* Exercise prompt
Can the lines below, from the one that holds "Objective - one point per instance of the window" to the very end, be echoed exactly, with both ends included and no pictures?

(Data records)
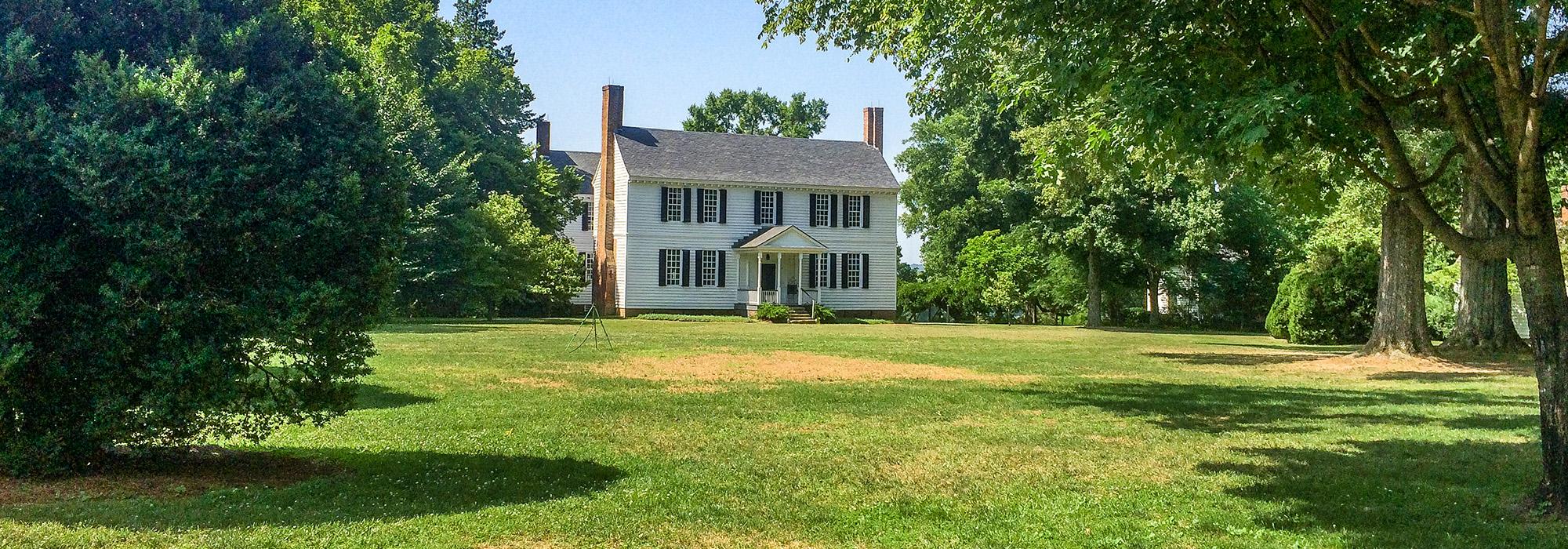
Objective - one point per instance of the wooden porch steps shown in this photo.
(800, 316)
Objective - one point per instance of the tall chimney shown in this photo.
(604, 183)
(543, 137)
(874, 134)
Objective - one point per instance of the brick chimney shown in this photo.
(874, 134)
(604, 184)
(542, 129)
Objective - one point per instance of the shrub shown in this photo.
(1335, 296)
(1279, 321)
(675, 318)
(197, 236)
(772, 313)
(826, 314)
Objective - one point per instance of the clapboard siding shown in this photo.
(639, 256)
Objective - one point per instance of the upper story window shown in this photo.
(822, 211)
(675, 209)
(771, 208)
(710, 267)
(824, 271)
(852, 271)
(710, 200)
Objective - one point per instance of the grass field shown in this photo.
(725, 435)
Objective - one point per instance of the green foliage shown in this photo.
(198, 228)
(452, 101)
(675, 318)
(758, 114)
(772, 313)
(512, 260)
(1279, 321)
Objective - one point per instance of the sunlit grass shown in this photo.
(728, 435)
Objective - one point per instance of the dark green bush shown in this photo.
(772, 313)
(198, 227)
(1334, 297)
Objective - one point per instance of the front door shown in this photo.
(771, 277)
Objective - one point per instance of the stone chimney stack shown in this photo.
(604, 280)
(874, 134)
(543, 137)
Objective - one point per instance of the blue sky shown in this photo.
(672, 54)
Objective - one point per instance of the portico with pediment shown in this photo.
(777, 266)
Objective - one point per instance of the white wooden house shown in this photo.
(719, 224)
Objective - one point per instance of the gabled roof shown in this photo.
(752, 159)
(785, 238)
(587, 165)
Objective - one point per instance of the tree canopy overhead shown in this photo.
(1263, 76)
(758, 114)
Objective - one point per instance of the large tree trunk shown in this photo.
(1486, 310)
(1401, 324)
(1542, 286)
(1094, 307)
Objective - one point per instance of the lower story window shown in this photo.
(673, 267)
(710, 267)
(852, 274)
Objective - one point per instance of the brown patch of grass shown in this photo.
(169, 474)
(786, 366)
(534, 382)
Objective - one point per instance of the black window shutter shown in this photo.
(702, 205)
(866, 271)
(664, 203)
(833, 271)
(686, 205)
(686, 274)
(661, 271)
(844, 267)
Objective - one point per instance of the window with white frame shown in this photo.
(710, 267)
(769, 209)
(673, 267)
(710, 205)
(852, 275)
(824, 271)
(675, 209)
(822, 211)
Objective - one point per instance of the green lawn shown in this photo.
(725, 435)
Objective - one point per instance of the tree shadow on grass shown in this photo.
(372, 487)
(380, 398)
(1399, 493)
(1261, 410)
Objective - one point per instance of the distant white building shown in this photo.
(717, 224)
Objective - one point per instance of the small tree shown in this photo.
(758, 114)
(197, 228)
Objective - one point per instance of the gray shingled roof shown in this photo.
(752, 159)
(587, 165)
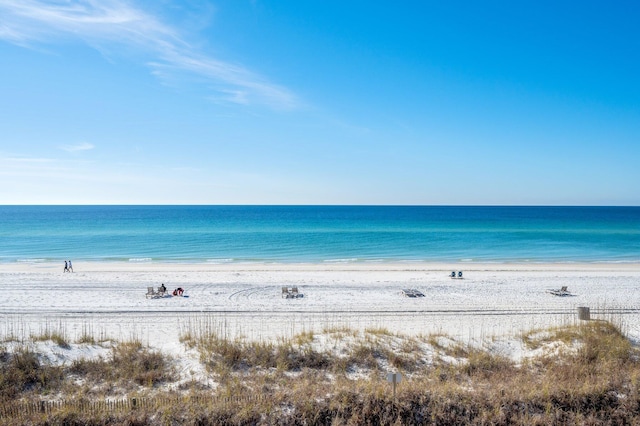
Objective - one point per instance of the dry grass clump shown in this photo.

* Task response
Objective - one point per instance of the window with white frame shown in this photo.
(710, 267)
(769, 209)
(673, 267)
(710, 205)
(852, 275)
(824, 271)
(675, 209)
(822, 211)
Objective - one point per instance of the green lawn shown in this photo.
(725, 435)
Objective - one point per instance of the tree shadow on grass shown in this photo.
(372, 487)
(380, 398)
(1399, 493)
(1261, 410)
Objective - one point per instance of the distant white building shown in this photo.
(717, 224)
Objective - one point per instance of the small tree shown in this photo.
(758, 114)
(197, 228)
Objective - one point per instance of the gray shingled roof shown in this photo.
(752, 159)
(587, 165)
Objective - one point per instance of the dry grass clump shown in this photo.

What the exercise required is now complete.